(Image location labeling entries)
"""
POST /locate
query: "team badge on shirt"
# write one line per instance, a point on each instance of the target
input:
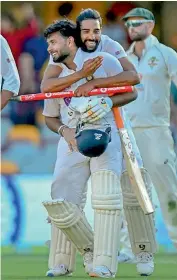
(153, 61)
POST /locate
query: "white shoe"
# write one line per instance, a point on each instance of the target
(145, 263)
(88, 261)
(60, 270)
(101, 271)
(124, 258)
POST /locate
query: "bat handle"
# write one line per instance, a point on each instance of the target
(118, 118)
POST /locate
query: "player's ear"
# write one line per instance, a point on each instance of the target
(71, 41)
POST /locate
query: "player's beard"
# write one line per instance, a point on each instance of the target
(138, 37)
(60, 58)
(85, 48)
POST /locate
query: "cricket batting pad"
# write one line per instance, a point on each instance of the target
(107, 205)
(70, 219)
(141, 227)
(62, 251)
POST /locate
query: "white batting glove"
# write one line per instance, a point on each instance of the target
(71, 112)
(96, 109)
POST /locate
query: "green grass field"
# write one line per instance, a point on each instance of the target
(34, 266)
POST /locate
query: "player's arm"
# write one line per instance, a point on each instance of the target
(53, 121)
(115, 49)
(10, 84)
(115, 77)
(51, 81)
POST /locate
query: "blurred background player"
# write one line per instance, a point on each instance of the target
(10, 81)
(150, 113)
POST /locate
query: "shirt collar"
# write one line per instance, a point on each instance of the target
(149, 42)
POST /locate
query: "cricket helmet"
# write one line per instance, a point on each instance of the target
(92, 142)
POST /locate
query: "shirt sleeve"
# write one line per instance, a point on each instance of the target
(111, 65)
(51, 108)
(172, 65)
(9, 72)
(52, 62)
(115, 49)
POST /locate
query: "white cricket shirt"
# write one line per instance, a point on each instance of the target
(157, 68)
(58, 107)
(9, 74)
"""
# What you will do
Your task is to copy the entries in full and exactly, without any images.

# Exercise output
POST /locate
query: "team badge on shirt"
# write one line per instance, a point on each instance of the target
input:
(153, 61)
POST /locate
query: "white shoe"
# write one line per instance, a point on each instance of the target
(145, 263)
(88, 261)
(60, 270)
(101, 271)
(124, 258)
POST /locate
query: "bat handle"
# write one line per instance, a point on each instance of the target
(118, 118)
POST /locate
query: "player's ear"
# write one line per instance, a point on each instance of the target
(71, 41)
POST /locate
query: "player's beard"
# write one line per instance, a point on each instance of the target
(138, 37)
(60, 58)
(85, 48)
POST /locate
query: "cricket batting pad"
# write one line per instance, a point on each instance of the target
(107, 205)
(70, 219)
(141, 227)
(62, 251)
POST /locate
query: "white batting glove"
# write one line per instance, a point on each instance of the target
(71, 112)
(96, 109)
POST /locate
query: "green grass field"
# write one line per instance, a point on each instance of the target
(34, 266)
POST /locate
query: "player's arm"
# write one line per instance, a point on each instance of the target
(53, 121)
(115, 49)
(10, 84)
(115, 77)
(51, 81)
POST /locate
query: "blurred background player"
# write one line per instance, a point on each instance of the target
(10, 81)
(150, 113)
POST /locate
query: "shirt collar"
# write one line per instance, a point on each instance of the target
(149, 42)
POST /locate
query: "cricket helmet"
# write one line per instance, a point on each instance of the target
(92, 142)
POST /locate
query: "shirt sleeve"
# write one line per instance, a point on each instance of the target
(111, 65)
(51, 108)
(172, 65)
(9, 72)
(52, 62)
(115, 49)
POST /locate
query: "white cricket shirt"
# write one line per instance, a point on each instance of the target
(157, 68)
(58, 107)
(9, 74)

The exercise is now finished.